First of all: incredible world and character creation (re: the Stone eaters), totally original.

But there is a LOT left unsaid/implied, and I’m not sure I picked up on everything I was supposed to (and then just made me annoyed by the end, like “just tell me! Don’t hint around it”). And I didn’t
quite understand Essun’s character in regards to her children: she never wanted children (great!) and acknowledged that they’d ruin her body, but she had to have Corbu. Once he was born, I appreciated that she didn’t really change her mind and become baby-crazy, she still wanted her independence and her own life. If it had been left here, that would’ve been great. I always say we need more stories about woman who don’t want kids and know it and doesn’t change her mind even when she has them. But THEN, we find out that she had two more kids with her husband, even though she clearly states she didn’t want them. And when Alabaster asks, she says no but considers going off birth control. And then, once she’s mourning Uche, there’s absolutely no mention of her other son, who also died traumatically. It just seems like Jemisin didn’t quite have a hold on that aspect of Essun. Also, I’m not sure of the minerals correspond to our real-world minerals? I looked up Maxixe, which Jemisin says is a artist-quality turquoise, but I could only find it as a kind of beryl. Same with syenite; when I googled it I found a kind of granite, but it seems like it’s supposed to be some kind of deep sea non-composite rock? If you want to use your own worlds minerals, that’s fine, but maybe name them something else?

My last critiques: everything was vaguely predictable. Of COURSE all three narrators were the same person, of COURSE Hoa is a stone eater, of COURSE Syenite ends up killing Corbu rather than letting him end up in the hands of the fulcrum ... nothing really shocked me. And the writing would weirdly switch from formal And distant to colloquial and familiar without any really rhyme or reason, and not often enough to meld into a cohesive style. ( )
  Elna_McIntosh | Sep 29, 2021 |
I know why it took me so long to read this. But I'm glad I did. I don't have the words to describe the writing. It has a way to hit you where it hurts.

The words before the story starts are very well chosen:

"For all those who have to fight for the respect that everyone else is given without question."

And yet it's not just about that. It's woven into the story but that's not what the story is about. I love that. The writing is superb. Every voice is distinct. And some things I never saw coming.

But oh. So much heartbreak. So much rage. So few moments of joy.
( )

## Exercise description:
Extend the book reviews above, picking up after their last line.

## Material:

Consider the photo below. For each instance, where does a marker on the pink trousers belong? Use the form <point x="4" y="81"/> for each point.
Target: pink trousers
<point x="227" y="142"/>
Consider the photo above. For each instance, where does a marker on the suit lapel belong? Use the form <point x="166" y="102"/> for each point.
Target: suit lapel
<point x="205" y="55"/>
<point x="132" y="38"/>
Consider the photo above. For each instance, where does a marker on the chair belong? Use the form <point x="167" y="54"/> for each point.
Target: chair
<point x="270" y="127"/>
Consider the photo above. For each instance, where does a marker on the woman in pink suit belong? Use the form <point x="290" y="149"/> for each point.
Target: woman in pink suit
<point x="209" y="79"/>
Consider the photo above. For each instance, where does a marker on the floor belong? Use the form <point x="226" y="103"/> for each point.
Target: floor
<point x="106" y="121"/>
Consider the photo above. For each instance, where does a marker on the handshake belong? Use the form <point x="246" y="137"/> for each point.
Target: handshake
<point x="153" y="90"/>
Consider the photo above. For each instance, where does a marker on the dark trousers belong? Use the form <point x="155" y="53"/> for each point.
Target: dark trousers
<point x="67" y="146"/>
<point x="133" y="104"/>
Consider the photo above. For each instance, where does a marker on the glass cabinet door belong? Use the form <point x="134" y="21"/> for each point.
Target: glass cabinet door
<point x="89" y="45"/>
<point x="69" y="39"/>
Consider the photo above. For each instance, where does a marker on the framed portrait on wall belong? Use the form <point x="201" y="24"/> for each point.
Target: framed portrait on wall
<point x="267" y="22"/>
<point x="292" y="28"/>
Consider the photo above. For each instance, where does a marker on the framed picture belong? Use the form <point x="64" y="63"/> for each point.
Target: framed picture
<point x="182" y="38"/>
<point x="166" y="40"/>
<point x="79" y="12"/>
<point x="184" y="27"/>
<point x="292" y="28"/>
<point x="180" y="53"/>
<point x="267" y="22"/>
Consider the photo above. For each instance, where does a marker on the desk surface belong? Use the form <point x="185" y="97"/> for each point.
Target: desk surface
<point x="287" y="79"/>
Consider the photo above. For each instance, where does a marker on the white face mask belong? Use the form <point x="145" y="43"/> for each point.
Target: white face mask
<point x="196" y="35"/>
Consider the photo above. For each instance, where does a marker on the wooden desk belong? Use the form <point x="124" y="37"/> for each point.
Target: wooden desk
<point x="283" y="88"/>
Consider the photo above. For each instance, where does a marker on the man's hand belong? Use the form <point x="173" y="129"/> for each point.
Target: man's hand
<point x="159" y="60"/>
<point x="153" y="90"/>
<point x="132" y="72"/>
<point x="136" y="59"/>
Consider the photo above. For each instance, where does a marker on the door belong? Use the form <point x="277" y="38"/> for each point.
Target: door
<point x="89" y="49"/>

## The output:
  Jonesy_now | Sep 24, 2021 |
There's definitely a reason that everyone is talking this book up. The premise and worldbuilding are fascinating, the writing engaging, It makes you want to pick up the next installment immediately.

The one thing that I found a bit disappointing was related to the reveal that the three protagonists are actually one woman at various points in her life. While it is conceptually quite cool, I feel like Jemisin may have missed a trick by not really doing much with the idea. Part of it may be just that I guessed the twist a bit earlier than I was maybe supposed to, so anticipating for so long made me think that the revelation would carry a bit more weight to it-- that it would shed a profound new light on each of the three separate narratives when you realize how they are tied together. Instead, there's really no plot development that couldn't have been just as easily accomplished had Damaya, Syen, and Essun remained three different people. I guess the idea might be it's more of a character-based revelation-- that we get a unique perspective on all three sections of her life by knowing more about what came before or will come after. But that doesn't really happen either, imo.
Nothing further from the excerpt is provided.